TEXT SECTION:
— Begin —

With a consolidation loan, you use a home equity line of credit -- or get a second mortgage -- to pay off your unsecured debt. Essentially, you consolidate all of your debt into one big loan secured by your home. There are pros and cons to this option.
Pros. Often, interest rates on loans secured by your home are lower than those charged by credit card companies. In addition, there may be tax advantages to having your debt in a home equity line or second mortgage. (To learn more about the tax advantages of home loans, see Nolo's article Homeowner Tax Deductions.)
Cons. On the other hand, the consequences are great if you cannot pay the consolidation loan -- you risk losing your home to foreclosure. Also, the costs associated with obtaining the new loan (such as points and fees) can be quite high, and the repayment terms may not be favorable.
The bottom line. Consider the consolidation loan option very carefully. Talk to a tax expert to determine how much money you will actually save, and remember that if you default on the loan you could lose your home.

— End —

LISTED ENTRIES:
— Begin —

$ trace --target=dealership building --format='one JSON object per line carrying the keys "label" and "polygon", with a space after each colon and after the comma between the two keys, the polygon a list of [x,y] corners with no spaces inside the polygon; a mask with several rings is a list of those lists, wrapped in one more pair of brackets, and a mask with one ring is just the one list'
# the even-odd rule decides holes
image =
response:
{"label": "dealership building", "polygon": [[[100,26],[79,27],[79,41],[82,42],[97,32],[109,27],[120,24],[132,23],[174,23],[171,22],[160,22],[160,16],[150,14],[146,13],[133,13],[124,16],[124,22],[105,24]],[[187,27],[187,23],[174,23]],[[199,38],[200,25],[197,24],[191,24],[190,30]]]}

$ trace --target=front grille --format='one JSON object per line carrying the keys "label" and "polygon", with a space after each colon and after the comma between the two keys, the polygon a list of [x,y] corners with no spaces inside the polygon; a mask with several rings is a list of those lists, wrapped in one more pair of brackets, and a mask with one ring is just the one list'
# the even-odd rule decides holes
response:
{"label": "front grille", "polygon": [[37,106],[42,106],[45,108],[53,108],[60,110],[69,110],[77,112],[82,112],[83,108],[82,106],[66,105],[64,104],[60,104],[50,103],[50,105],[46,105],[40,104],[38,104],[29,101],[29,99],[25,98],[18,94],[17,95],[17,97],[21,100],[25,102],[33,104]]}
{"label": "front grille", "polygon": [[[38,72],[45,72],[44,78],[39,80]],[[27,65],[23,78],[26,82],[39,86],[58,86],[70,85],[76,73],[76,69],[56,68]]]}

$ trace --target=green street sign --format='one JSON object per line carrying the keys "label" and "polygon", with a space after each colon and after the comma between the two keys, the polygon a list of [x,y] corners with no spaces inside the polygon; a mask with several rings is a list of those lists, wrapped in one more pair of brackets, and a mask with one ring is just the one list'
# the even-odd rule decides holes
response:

— End —

Decide whether each statement agrees with the text on consolidation loans. Answer yes or no, and quote the deciding words. 1. A consolidation loan gathers your debt into one loan secured by your home. 2. Loans secured by your home usually carry higher interest rates than credit cards. 3. The text advises speaking with a tax expert to find out how much you would really save.

1. Yes: "Essentially, you consolidate all of your debt into one big loan secured by your home."
2. No: "Often, interest rates on loans secured by your home are lower than those charged by credit card companies."
3. Yes: "Talk to a tax expert to determine how much money you will actually save"